# [Task instructions]
The answer must consist of every line from the data that holds the string "lion".

# [Data provided]
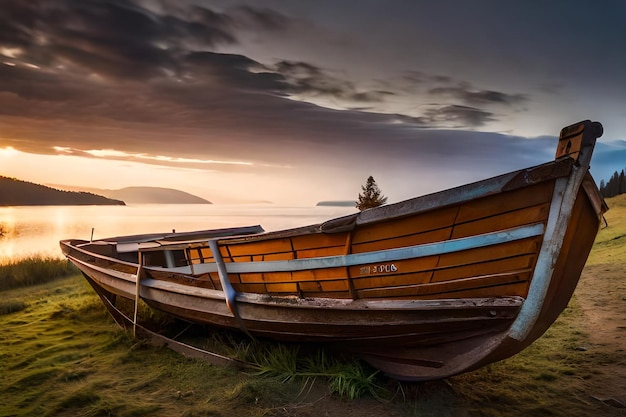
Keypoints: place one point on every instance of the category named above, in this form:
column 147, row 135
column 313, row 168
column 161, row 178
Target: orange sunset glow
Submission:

---

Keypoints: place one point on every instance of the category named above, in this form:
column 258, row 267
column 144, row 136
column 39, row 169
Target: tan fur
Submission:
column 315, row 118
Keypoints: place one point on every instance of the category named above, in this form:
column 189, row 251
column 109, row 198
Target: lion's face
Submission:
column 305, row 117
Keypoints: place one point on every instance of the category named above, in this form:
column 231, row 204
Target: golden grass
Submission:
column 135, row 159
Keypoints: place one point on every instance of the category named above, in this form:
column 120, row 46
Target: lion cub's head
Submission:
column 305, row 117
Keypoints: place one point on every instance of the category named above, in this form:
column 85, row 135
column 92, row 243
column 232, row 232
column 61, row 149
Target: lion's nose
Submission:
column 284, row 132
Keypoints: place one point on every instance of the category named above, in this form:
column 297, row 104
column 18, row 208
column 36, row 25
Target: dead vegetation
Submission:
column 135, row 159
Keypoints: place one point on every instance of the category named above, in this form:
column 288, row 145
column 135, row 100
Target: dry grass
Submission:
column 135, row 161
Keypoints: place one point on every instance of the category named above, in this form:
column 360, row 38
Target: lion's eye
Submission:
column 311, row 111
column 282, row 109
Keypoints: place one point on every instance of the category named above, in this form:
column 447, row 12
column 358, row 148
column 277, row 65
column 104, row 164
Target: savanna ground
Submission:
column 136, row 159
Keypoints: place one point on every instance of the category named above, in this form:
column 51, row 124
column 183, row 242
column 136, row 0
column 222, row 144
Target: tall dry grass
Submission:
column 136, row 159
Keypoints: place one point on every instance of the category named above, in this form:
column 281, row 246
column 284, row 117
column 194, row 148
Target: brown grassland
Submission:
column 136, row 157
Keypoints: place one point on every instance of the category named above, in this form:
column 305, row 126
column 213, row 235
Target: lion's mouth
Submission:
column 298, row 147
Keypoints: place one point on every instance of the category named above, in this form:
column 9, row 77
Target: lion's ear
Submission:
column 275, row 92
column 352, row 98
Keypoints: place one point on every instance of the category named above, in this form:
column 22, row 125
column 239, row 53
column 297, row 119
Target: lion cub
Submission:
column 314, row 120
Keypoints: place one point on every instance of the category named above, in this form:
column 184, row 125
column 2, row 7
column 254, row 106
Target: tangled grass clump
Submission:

# [Output of the exercise]
Target: lion's face
Target: lion cub's head
Target: lion's nose
Target: lion's eye
Target: lion's mouth
Target: lion's ear
Target: lion cub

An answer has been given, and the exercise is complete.